▶ [EXTRACT TO READ]:
*****

Spotlight Poster
A Generalization Theory for Zero-Shot Prediction
Ronak Mehta · Zaid Harchaoui
West Exhibition Hall B2-B3 #W-905
Wed 16 Jul 10 a.m. PDT — 11 a.m. PDT
A modern paradigm for generalization in machine learning and AI consists of pre-training a task-agnostic foundation model, generally obtained using self-supervised and multimodal contrastive learning. The resulting representations can be used for prediction on a downstream task for which no labeled data is available. We present a theoretical framework to better understand this approach, called zero-shot prediction. We identify the target quantities that zero-shot prediction aims to learn, or learns in passing, and the key conditional independence relationships that enable its generalization ability.
Traditional machine learning approaches rely on creating models that adhere to a set of input-output examples. For data-scarce applications such as classifying medical images, there may not be enough such examples to produce a performant classifier. Zero-shot prediction is a method in which models that were trained for complex tasks can be combined and reused to create classifiers for certain applications, without the need for any additional labeled training examples. This modern, remarkable technique does not have the same level of mathematical understanding that the classical approach outlined above. We aim to address this gap by providing a theoretical model for zero-shot prediction in which the qualities of the data and task that make this method succeed and fail can be expressed and analyzed mathematically.

*****

Answer these questions about the zero-shot prediction abstract:
1. In which hall and at which spot is the poster presented?
2. By what kinds of learning is the task-agnostic foundation model generally obtained?
3. Which data-scarce application is given as an example?

▶ [Stored dataset items]:
*****

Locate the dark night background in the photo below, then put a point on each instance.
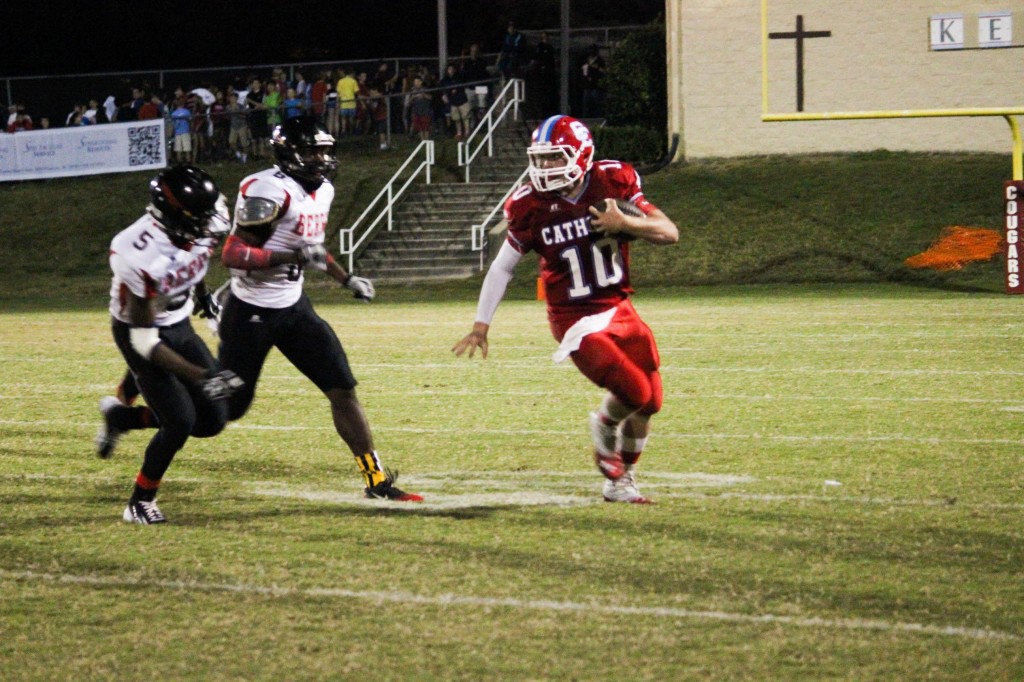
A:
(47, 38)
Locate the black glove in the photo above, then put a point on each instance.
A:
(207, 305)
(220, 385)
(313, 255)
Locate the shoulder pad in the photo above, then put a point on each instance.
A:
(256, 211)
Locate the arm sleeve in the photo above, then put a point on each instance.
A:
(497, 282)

*****

▶ [REPLY TO THE EXERCISE]:
1. West Exhibition Hall B2-B3, #W-905.
2. Self-supervised and multimodal contrastive learning.
3. Classifying medical images.